# Kutipan Dokumen
Bisnis.com, JAKARTA - PT Indonesia Asahan Aluminium (Inalum) akhirnya tuntas menguasai 51,2% saham freeport, menyusul rampungnya pembayaran divestasi saham PT Freeport Indonesia.
Peralihan saham itu disampaikan Presiden Joko Widodo (Jokowi) di Istana Merdeka, Jakarta, Jum'at (21/12/2018).
Divestasi saham itu mengundang beragam komentar dari banyak kalangan. Bahkan, Rhenald Kasali, Guru besar FEB Universitas Indonesia mengatakan tidak semua pihak happy dengan keberhasilan itu.
Ini poin-poin penjelasan Rhenald Kasali, terkait mengenai adanya pihak yang tidak happy tersebut.
1. Freeport itu PT. Sedangkan alam itu tanah, emas. Tanahnya tetap dikuasai NKRI, dan dari dulu Indonesia dapat uang konsesi, pajak. Itu adalah hak atas tanah yang dikuasai asing yang di dalamnya ada emas, perak dan tembaganya.
2. Yang namanya PT itu berbeda dengan tanah yang dijamin konstitusi. Di dalam PT itu ada aset, ada modal, saham-saham, R&D, ada team direksi, expertise, brand, technology, market channel. Ada harta-harta kelihatan dan ada intangiblesnya. PT ini bukan milik kita. Itu dibawa asing ke tanah Indonesia dan jika mereka diusir, pasti aset-asetnya itu diangkut semua keluar dan kita pasti tak bisa olah emas itu dengan cara-cara konvensional. Jadi kalau mau diambil, ya harus bayar kompensasinya. Kalau mau tanahnya saja, usir saja PT nya, lalu bangun sendiri PT baru. Tapi, butuh 20-30 tahun dan sangat mahal untuk bisa membentuk itu semua.

# Tugas Anda
**a)** Jawablah pertanyaan berikut berdasarkan teks tentang divestasi saham Freeport.
(i) Berapa persen saham Freeport yang dikuasai Inalum?
(ii) Di mana Presiden Joko Widodo menyampaikan peralihan saham itu?
(iii) Menurut poin kedua, berapa lama waktu yang dibutuhkan untuk membentuk PT baru?
**b)** Salin ulang baris-baris data di bawah, mulai dari baris yang memuat "outline green suspension" sampai baris terakhir data, termasuk kedua ujungnya. Ganti "suspension bridge" dengan "cable-stayed bridge" dan biarkan bagian lain tetap sama.

# Data yang Tersedia

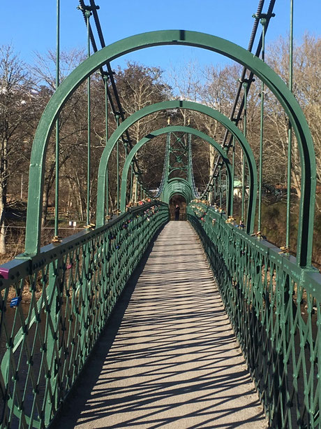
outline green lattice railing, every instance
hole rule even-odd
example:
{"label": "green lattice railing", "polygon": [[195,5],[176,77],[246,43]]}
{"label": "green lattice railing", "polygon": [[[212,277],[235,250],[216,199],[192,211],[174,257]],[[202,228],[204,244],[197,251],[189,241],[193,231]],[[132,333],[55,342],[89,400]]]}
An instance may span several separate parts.
{"label": "green lattice railing", "polygon": [[[167,220],[167,205],[151,203],[0,267],[1,428],[49,424]],[[29,304],[10,308],[13,296]]]}
{"label": "green lattice railing", "polygon": [[192,202],[197,232],[271,427],[320,427],[321,274]]}

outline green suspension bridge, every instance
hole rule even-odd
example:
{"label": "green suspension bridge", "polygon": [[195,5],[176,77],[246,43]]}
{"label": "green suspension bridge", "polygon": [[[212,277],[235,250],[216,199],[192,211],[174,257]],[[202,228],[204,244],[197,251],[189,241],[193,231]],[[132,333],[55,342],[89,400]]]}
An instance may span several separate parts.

# Jawaban Tiap Tugas
**a)**
(i) 51,2%
(ii) Di Istana Merdeka, Jakarta
(iii) 20-30 tahun

**b)**
outline green cable-stayed bridge, every instance
hole rule even-odd
example:
{"label": "green cable-stayed bridge", "polygon": [[195,5],[176,77],[246,43]]}
{"label": "green cable-stayed bridge", "polygon": [[[212,277],[235,250],[216,199],[192,211],[174,257]],[[202,228],[204,244],[197,251],[189,241],[193,231]],[[132,333],[55,342],[89,400]]]}
An instance may span several separate parts.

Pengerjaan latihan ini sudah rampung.